**Your goal**
Pick out every line in the material below that contains the string "person" and copy each of those lines in full, treating uppercase and lowercase letters as different.

..........

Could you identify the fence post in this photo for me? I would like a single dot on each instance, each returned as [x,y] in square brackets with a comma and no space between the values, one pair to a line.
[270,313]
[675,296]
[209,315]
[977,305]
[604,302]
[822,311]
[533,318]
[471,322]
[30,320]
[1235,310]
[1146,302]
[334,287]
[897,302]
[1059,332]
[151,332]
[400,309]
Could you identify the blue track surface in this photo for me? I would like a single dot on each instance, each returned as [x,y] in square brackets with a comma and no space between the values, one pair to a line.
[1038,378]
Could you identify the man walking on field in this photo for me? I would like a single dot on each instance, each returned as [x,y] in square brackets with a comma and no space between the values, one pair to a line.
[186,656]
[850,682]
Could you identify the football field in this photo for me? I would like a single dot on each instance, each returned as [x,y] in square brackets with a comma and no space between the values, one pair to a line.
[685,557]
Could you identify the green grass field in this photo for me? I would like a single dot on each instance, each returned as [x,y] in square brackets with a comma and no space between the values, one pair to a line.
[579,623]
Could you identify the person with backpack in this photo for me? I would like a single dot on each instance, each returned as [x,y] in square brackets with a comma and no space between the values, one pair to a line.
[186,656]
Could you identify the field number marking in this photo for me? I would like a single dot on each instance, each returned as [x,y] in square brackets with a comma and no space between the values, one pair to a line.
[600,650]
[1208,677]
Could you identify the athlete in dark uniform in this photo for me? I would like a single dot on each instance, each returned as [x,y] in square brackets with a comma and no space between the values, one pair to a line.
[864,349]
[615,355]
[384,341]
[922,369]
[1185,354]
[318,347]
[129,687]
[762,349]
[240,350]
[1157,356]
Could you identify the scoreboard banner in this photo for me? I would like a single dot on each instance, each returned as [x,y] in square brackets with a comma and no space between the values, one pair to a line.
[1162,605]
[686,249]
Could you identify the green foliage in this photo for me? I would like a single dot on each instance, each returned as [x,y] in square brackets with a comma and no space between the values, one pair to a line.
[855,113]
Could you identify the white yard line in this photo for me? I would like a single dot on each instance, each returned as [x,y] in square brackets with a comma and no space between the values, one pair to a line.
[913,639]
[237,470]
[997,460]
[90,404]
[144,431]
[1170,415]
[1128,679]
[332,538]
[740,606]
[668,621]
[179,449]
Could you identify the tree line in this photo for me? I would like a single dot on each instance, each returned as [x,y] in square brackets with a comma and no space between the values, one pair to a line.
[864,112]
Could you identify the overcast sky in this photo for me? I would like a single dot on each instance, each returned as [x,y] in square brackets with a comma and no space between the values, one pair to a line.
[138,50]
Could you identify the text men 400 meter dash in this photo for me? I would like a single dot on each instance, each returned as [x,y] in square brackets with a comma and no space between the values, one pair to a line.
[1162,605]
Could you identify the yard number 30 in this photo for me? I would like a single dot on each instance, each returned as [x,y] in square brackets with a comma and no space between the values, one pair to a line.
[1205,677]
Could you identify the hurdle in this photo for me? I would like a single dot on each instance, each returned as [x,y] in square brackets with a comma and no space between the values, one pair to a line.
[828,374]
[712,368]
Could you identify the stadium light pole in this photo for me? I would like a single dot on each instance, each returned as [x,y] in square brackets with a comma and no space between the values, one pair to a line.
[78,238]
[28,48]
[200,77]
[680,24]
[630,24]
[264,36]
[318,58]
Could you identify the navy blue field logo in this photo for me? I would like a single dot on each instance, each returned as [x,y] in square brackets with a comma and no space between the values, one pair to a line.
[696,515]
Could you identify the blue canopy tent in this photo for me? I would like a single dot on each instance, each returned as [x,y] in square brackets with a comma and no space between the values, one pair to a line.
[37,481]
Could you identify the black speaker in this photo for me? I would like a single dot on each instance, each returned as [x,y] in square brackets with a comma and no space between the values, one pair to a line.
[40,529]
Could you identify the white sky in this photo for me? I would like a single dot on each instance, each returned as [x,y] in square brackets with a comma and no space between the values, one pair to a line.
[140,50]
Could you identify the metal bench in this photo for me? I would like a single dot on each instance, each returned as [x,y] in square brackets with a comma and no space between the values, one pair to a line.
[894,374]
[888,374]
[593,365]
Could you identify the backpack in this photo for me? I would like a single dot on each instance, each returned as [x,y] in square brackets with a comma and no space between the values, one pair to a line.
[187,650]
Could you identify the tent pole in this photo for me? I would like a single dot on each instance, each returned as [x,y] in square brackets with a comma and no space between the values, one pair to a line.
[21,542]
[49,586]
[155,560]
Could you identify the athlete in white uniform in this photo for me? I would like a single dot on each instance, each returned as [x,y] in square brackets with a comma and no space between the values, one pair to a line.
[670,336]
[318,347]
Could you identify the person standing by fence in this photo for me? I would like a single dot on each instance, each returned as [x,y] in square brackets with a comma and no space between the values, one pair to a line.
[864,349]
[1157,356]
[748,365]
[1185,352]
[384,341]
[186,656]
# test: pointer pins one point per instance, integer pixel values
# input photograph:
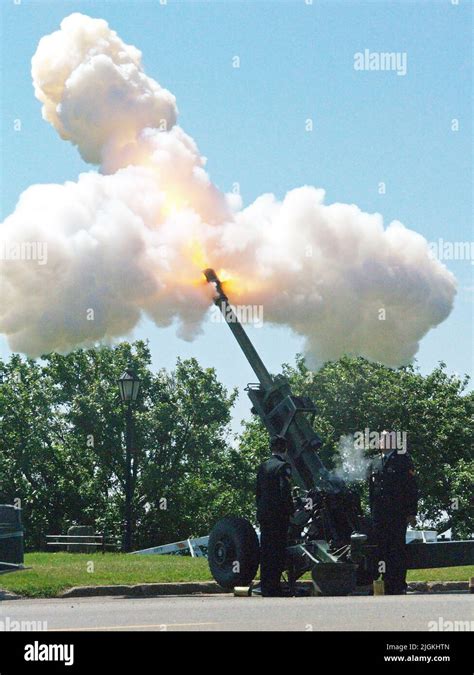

..........

**Response**
Could you identify the person with backpack in this photo for me? I would like a single dot on each instance, each returned as [x,y] in square brackets with a comma and no space between the values, one pair to a line.
Could you identify the person standing by fence in this photo for me? I would like a single dot on each instance, each returned as [x,y] in square brackets with a comma and no space between the values, one pair to a line.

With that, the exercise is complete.